** Begin Article **
If you’ve always wondered what a loan origination system is, how it is different from a loan management system and the value it offers to lending institutions, this is going to be just the read you need!
What is loan origination?
Loan origination involves the process of a borrower applying for a loan and a lender either disbursing it or rejecting the application. A loan origination system facilitates this process by handling documentation from application to disbursal, ensuring compliance and security with customer data. It also helps lenders manage higher application volumes by minimizing manual errors.
The loan origination process varies depending on the type of loan and financial institution. It may involve multiple channels and touchpoints with the borrower, along with various meetings. Despite its typically cumbersome nature requiring extensive documentation, automated systems are making loan origination faster and easier.
What does a loan origination system do?
In today’s financial landscape, institutions are striving to enhance workflow efficiency to improve customer experience and achieve better returns on investment. Automation plays a significant role in loan management, with technologies like microservices, APIs, machine learning, and AI being readily adopted. Integrating these technologies into legacy loan origination systems reduces processing time and operational costs. To optimize efficiency, lenders should focus on tasks such as automating data collection, verifying document authenticity digitally, automating underwriting, enabling third-party integrations, and implementing automated workflow models.
** End Article **
→ **Written exercise 1**
Answer these questions using the article on loan origination systems:
(a) What does a loan origination system help lenders manage by minimizing manual errors?
(b) What two factors does the loan origination process vary with?
(c) Which technologies does the article name as readily adopted in loan management?
→ **Written exercise 2**
Rewrite the passage of the loan origination article between "What is loan" and "origination system do?", inclusive, replacing "documentation" with "paperwork".
→ **Written exercise 3**
Carry on the article about loan origination systems from the point where it stops.
** Begin Material shown **
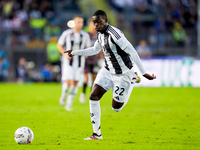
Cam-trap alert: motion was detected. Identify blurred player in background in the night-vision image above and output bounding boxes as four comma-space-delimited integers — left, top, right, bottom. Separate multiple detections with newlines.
57, 16, 91, 111
66, 10, 156, 140
79, 19, 103, 104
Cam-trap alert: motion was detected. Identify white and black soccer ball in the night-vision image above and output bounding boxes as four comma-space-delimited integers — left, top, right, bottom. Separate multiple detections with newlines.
14, 127, 34, 144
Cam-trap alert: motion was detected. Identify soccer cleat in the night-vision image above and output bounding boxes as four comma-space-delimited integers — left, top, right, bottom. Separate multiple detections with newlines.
** End Material shown **
→ **Task response 1**
(a) Higher application volumes.
(b) The type of loan and the financial institution.
(c) Microservices, APIs, machine learning, and AI.

→ **Task response 2**
What is loan origination?
Loan origination involves the process of a borrower applying for a loan and a lender either disbursing it or rejecting the application. A loan origination system facilitates this process by handling paperwork from application to disbursal, ensuring compliance and security with customer data. It also helps lenders manage higher application volumes by minimizing manual errors.
The loan origination process varies depending on the type of loan and financial institution. It may involve multiple channels and touchpoints with the borrower, along with various meetings. Despite its typically cumbersome nature requiring extensive paperwork, automated systems are making loan origination faster and easier.
What does a loan origination system do?

→ **Task response 3**
What’s the typical software stack like in lending institutions?
While the technology stack may vary among lending institutions based on factors like size, offered loan products, and digitalization level, a general overview includes:
Layer 1: Lead management system/ CRM
This system manages customer-facing processes like acquisition, engagement, lead distribution, and marketing campaigns to qualify leads for further processing.
Layer 2: Loan Origination System
Responsible for borrower onboarding, underwriting, and loan disbursal, handling processes such as DDE, KYC OCR verification, eligibility checks, credit appraisal, and offer collection.
Layer 3: Loan Management System
Manages the loan lifecycle post-disbursal, including loan booking, servicing, repayment accounting, and closure, providing lenders with repayment monitoring and borrower reports.
Layer 4: Collections System
Handles delinquency or asset loss cases, with provisions for pre-delinquency identification to mitigate future risks and avoid bad debt.
Layer 5: Integrations Ecosystem
Enables seamless integration with external applications and systems to enhance overall functionality and efficiency.
Application Process:
Traditionally paper-based, now shifting towards digital applications and self-serve portals for faster, error-free processing. Digital applications vary based on the loan type, reducing application time and required fields for borrowers.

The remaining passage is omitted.